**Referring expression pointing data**
◇ ◇ ◇ ◇ ◇ ◇ ◇
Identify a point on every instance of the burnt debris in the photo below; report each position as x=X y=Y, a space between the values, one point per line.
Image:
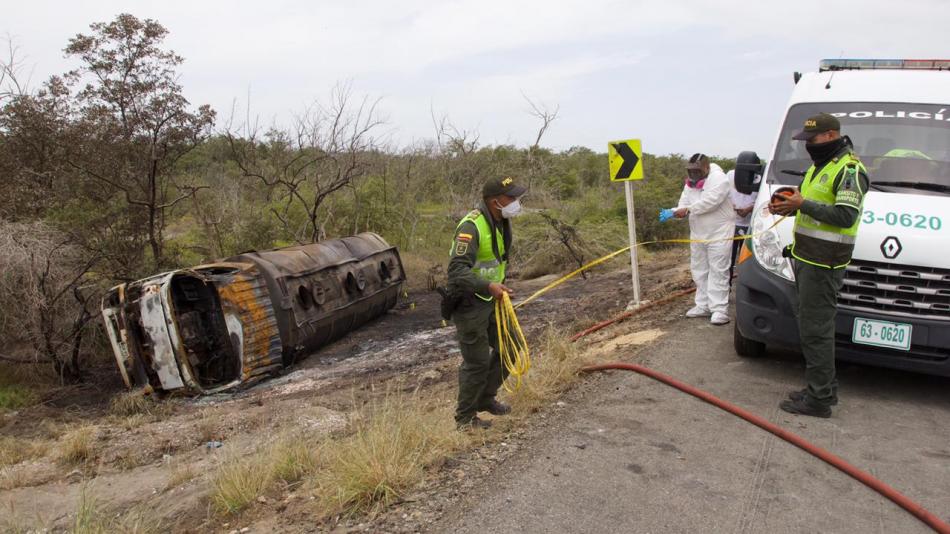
x=217 y=326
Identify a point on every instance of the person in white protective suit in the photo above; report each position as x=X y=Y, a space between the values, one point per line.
x=705 y=201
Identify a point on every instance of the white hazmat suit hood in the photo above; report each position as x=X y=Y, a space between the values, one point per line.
x=711 y=217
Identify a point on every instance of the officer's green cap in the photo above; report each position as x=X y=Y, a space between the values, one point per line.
x=817 y=124
x=503 y=186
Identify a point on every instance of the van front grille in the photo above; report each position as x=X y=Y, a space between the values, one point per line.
x=897 y=289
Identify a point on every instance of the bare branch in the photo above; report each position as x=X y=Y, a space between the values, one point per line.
x=544 y=114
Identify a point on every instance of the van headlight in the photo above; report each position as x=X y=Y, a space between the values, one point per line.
x=767 y=246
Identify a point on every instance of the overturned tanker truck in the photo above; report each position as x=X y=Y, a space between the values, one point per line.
x=217 y=326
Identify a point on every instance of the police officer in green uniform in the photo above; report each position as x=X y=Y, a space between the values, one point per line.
x=828 y=206
x=479 y=257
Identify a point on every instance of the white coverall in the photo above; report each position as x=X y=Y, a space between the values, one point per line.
x=711 y=216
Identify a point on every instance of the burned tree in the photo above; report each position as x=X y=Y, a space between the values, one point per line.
x=132 y=123
x=326 y=149
x=46 y=298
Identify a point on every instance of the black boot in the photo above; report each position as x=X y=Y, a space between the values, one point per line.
x=800 y=394
x=804 y=406
x=473 y=423
x=496 y=408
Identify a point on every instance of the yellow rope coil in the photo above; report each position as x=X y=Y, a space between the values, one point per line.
x=512 y=346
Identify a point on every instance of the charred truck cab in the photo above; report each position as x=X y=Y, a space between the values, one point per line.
x=894 y=307
x=217 y=326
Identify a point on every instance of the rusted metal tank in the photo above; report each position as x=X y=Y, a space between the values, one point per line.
x=217 y=326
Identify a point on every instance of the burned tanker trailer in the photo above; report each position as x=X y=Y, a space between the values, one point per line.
x=221 y=325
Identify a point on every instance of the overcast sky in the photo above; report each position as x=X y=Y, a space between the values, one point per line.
x=683 y=75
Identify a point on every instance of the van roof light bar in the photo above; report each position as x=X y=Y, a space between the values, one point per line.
x=883 y=64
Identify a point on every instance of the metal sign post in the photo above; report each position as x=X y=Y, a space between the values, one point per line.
x=632 y=229
x=625 y=161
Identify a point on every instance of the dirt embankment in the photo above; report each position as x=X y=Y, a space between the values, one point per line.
x=159 y=458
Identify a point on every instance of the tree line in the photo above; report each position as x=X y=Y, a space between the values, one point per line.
x=108 y=174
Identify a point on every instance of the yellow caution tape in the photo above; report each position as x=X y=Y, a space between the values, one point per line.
x=512 y=346
x=616 y=253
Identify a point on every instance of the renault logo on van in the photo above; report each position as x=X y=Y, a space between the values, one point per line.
x=891 y=247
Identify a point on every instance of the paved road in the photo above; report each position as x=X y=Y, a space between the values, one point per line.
x=633 y=455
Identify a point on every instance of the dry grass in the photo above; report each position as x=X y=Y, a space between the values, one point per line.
x=133 y=421
x=392 y=443
x=422 y=270
x=93 y=518
x=10 y=479
x=293 y=458
x=15 y=450
x=239 y=481
x=206 y=429
x=131 y=403
x=180 y=474
x=554 y=368
x=77 y=446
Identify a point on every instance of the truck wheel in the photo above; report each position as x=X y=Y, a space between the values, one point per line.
x=745 y=347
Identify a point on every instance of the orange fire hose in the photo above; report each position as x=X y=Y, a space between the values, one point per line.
x=867 y=479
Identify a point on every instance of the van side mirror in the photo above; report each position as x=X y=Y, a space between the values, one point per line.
x=748 y=172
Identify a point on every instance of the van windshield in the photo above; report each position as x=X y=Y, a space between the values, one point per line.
x=905 y=147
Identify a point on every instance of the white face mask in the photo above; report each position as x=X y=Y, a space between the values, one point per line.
x=511 y=210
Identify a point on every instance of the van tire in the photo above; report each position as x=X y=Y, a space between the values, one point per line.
x=745 y=347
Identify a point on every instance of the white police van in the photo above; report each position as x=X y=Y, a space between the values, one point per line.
x=894 y=307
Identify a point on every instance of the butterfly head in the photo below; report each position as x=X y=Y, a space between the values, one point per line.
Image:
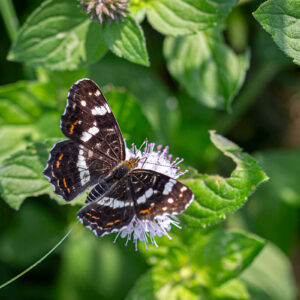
◇ ◇ ◇ ◇ ◇ ◇ ◇
**Work to complete**
Your answer must be an exact copy of the records, without the pictures.

**Reply to the exercise**
Identify a point on every instance of the burnt debris in the photo below; report each position as x=X y=Y, a space between the values, one point per line.
Image:
x=217 y=326
Identify a point on every instance of the person in white protective suit in the photo above; report each position as x=X y=Y, a space between the values, one point per line.
x=705 y=201
Identify a point on every instance of the white hazmat suit hood in the photo above; report each position as x=X y=Y, a space between the values, one point per line.
x=711 y=217
Identify a point on every instance of the officer's green cap in the photo above; report each position as x=X y=Y, a space between the values, one point per line.
x=817 y=124
x=503 y=186
Identify a point on every instance of the van front grille in the photo above; report each position as x=X y=Y, a space between the values, one point per line.
x=897 y=289
Identify a point on every instance of the bare branch in the photo above; report each position as x=X y=Y, a space between the values, one point per line.
x=544 y=114
Identify a point on every instance of the van headlight in the photo above; report each position as x=X y=Y, a space between the values, one point per line.
x=767 y=246
Identify a point on every instance of the overturned tanker truck in the photo above; report each position as x=X y=Y, a space between the values, one point per line.
x=217 y=326
Identify a point on every instance of the police officer in green uniform in the photo above; report each position as x=X y=Y, a space between the values, one point per line.
x=828 y=206
x=479 y=257
Identify a point on every instance of the white coverall in the photo above; report each position as x=X y=Y, a space between the values, one point per line.
x=711 y=216
Identify a point on every instance of the burned tree in the photo above; report each position as x=X y=Y, a space between the values, one point per line.
x=132 y=123
x=326 y=149
x=46 y=298
Identify a point on every instance of the black boot in the photo above; report each position as x=X y=Y, a space between the values, one point per line.
x=800 y=394
x=804 y=406
x=473 y=423
x=496 y=408
Identify a point on every instance of the yellow rope coil in the photo above; report each position as x=X y=Y, a space between the values, one point per line.
x=512 y=346
Identify a point on every instance of the charred truck cab in the photo above; report each position as x=X y=Y, a space between the values, one point per line.
x=894 y=307
x=217 y=326
Identify a point on every instance of the rusted metal tank in the photo above; report each position as x=X y=Y, a space between the values, one point per line.
x=217 y=326
Identify a point on every instance of the burned tanker trailer in the photo above; report each position as x=X y=Y, a space between the values, one point per line.
x=221 y=325
Identify a point on every instance of the overcast sky in the photo above; report each position as x=X y=Y, a space between the values, one point per line.
x=683 y=75
Identify a point on every instance of the van roof light bar in the photo above; report each position as x=X y=Y, a space between the values, one point per line.
x=883 y=64
Identify a point on every instance of the metal sign post in the photo above; report each position as x=X y=Y, a space between the values, one point per line.
x=632 y=229
x=625 y=161
Identify a point on every instance of the dirt embankment in the photo above; report each position as x=X y=Y, a space between the values, one point per line.
x=159 y=458
Identify a point on every instance of the tree line in the photo above; report each position as x=X y=Y, a space between the values, one point per line.
x=108 y=174
Identify a point on every instance of the yellow caution tape in the photo above; report each position as x=X y=Y, a space between the values, one point per line.
x=512 y=346
x=616 y=253
Identify a point on every instance of the renault logo on van in the photo above; report each position as x=X y=Y, a space between the values, one point per line.
x=891 y=247
Identify a point on every instance of the paved road in the photo above; report each position as x=X y=Y, a space between the values, one point per line.
x=633 y=455
Identify a point on every instance of the dry grass in the photo above; report each position as x=X y=Y, a space between the values, one point per line.
x=133 y=421
x=392 y=443
x=422 y=270
x=93 y=518
x=10 y=479
x=293 y=458
x=15 y=450
x=239 y=481
x=206 y=429
x=131 y=403
x=180 y=474
x=554 y=368
x=77 y=446
Identify a point on every instance of the truck wheel in the photo above; report each position as x=X y=Y, a space between the values, one point per line.
x=745 y=347
Identify a point on every instance of the orange fire hose in the photo above; report each position as x=X y=Y, a space between the values, one point per line.
x=867 y=479
Identify a point on every instance of the van side mirror in the photo above; report each position as x=X y=Y, a space between the values, one point per line.
x=748 y=172
Identify a point on every instance of the van windshield in the photo above; report each position as x=X y=Y, a space between the values, one point per line.
x=905 y=147
Identify a point on every instance of the white face mask in the photo above; report each position as x=X y=Y, a space between the values, one point per line.
x=511 y=210
Identify a point on every instance of the van tire in the photo above; report each position as x=X y=Y, a space between the values, one point per line.
x=745 y=347
Identify a point on every instance of the white police van in the photo above; report each position as x=X y=Y, a space between the values, one point per line.
x=894 y=307
Identify a point on every instance of the butterfly head in the photo below; report each position as x=X y=Y, a space between the values, one point per line.
Image:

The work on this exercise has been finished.